Ziyaretçi
Büyü
Vikipedi, özgür ansiklopedi
Büyü
okültizm sözlüklerinde, dünyanın süptil maddeleriyle ilgili doğa yasalarını kullanan kişilerin imajinatif faaliyetleri veya bazı tesirler göndermeleri sonucunda canlı veya cansız nesneleri etkilemesi olayı olarak tanımlanır. Büyü ile uğraşan kişiler büyücü ya da sihirbaz olarak tanımlanırdı ve eski toplumlarda din adamları, mezarcılar, şifacılar, demirciler, bedensel ya da ruhsal bozukluğu olanlar ve yabancıların büyücülükle uğraştığı düşünülmekteydi.
Okültizm'de büyü
Büyü okültistlere göre muska gibi garip yazılar yazmak veya hayvan organları gibi birtakım uydurma araçlarla değil, psişik tesirlerle yapılabilir, yani ya manyetizma (hayvansal manyetizma) yoluyla yakından ya da düşünce formları yoluyla uzaktan yapılabilir.
Büyü, ak büyü ve kara büyü olarak ikiye ayrılır. Büyü konusunda yeterince bilgili olmayanlar büyünün yalnızca kara büyüden ibaret olduğunu sanırlar. Bu yüzden büyü ya da maji denildiğinde akla öncelikle kara büyü gelir. Ak büyü, iyi niyetle bir canlının iyiliği için yapılan büyüdür. Ruhsal şifacılık veya bencilce bir amaç gütmeyen dualar vb. bu gruba girer. Kara büyü ise, kötü niyetle, nefsani amaçlarla, maddi veya manevi bir çıkar sağlamak üzere yapılan büyüdür. Bir kimseye o kimseye ait herhangi bir nesne (saç kılı vs.) aracılığıyla yapılan büyüye “araçlı büyü”, kukla gibi bir benzerini yapmak yoluyla yapılan büyüye ise “kopyalı büyü” (simulakrum) adı verilir.
Kara büyü yapanların gönderdikleri tesirlerin kendilerine dönerek bizzat kendi üzerlerinde etkili olmaları sonucunda maruz kaldıkları şok, “geri dönüş şoku” olarak adlandırılır. Kara büyü ile uğraşanların başlarına gelenler “geri dönüş şoku” olarak açıklanır. Bu yüzden büyü sanatı çok tehlikeli bir sanattır. Ezoterik ve okült kaynaklara göre, eski inisiyelerin yapabildiği gibi niyetlerini, isteklerini, düşüncelerini ve imajinasyonunu denetleyemeyen insanlar asla bu alanlarda çalışma yapmamalılardır. Çünkü insanın niyeti “iyi niyet” sınırını aşıp nefsaniyet sınırına kaydığı an, çalışma kara büyüye dönüşür ve geri dönüş şoku tehlikesi başlar. Büyücüye okült literatürde majisyen adı verilir.
Sudan'ın güneyinde yaşayan Azandeler büyüyü cadılık ve kâhinlikle birlikte doğanın ve toplumun olağan bir parçası olarak görürler. Böylece farklı olgular, her parçası ötekini destekleyen kapalı bir mantık sistemi oluşturur ve hem doğal ve toplumsal düzen için, hem de düzensizlik ve rastlantı için akılcı bir nedensellik sistemi ortaya çıkar.

◆ Toplanan veriler:
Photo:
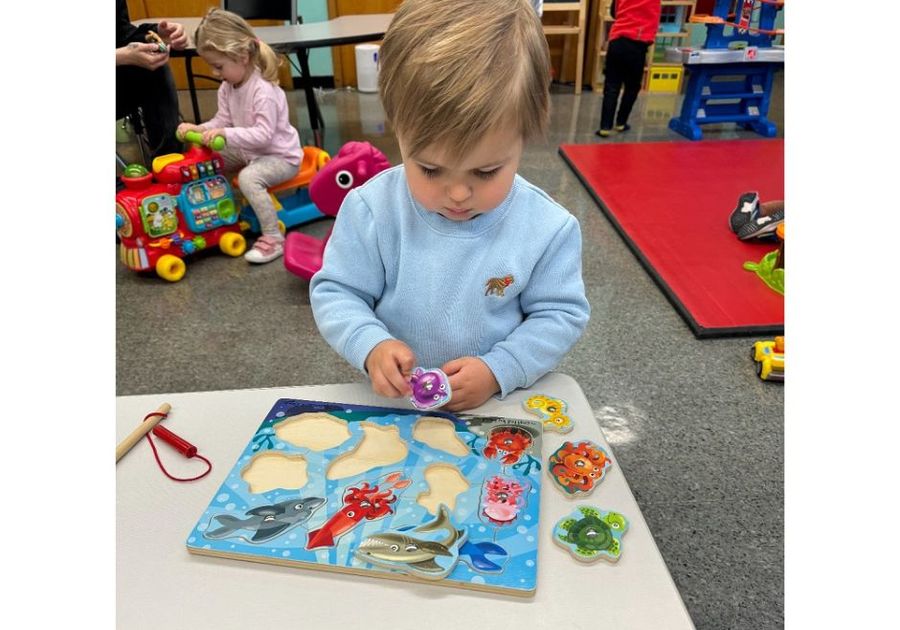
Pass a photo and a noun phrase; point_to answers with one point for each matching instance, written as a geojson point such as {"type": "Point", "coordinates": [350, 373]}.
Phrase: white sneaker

◆ Görev ve koşullar:
Büyü hakkındaki metni iki cümlede özetleyin. Veriler başka bir kaynaktan alınmıştır.

◆ Çözüm:
Okültizm sözlüklerinde büyü, süptil maddelerle ilgili doğa yasalarını kullanan kişilerin imajinatif faaliyetleri ya da gönderdikleri tesirler sonucunda canlı veya cansız nesneleri etkilemesi olarak tanımlanır. Okültistlere göre psişik tesirlerle yapılabilen büyü, iyi niyetle bir canlının iyiliği için yapılan ak büyü ve kötü niyetle çıkar sağlamak üzere yapılan kara büyü olarak ikiye ayrılır; kara büyü yapanlar, gönderdikleri tesirler kendilerine döndüğünde "geri dönüş şoku"na maruz kalır.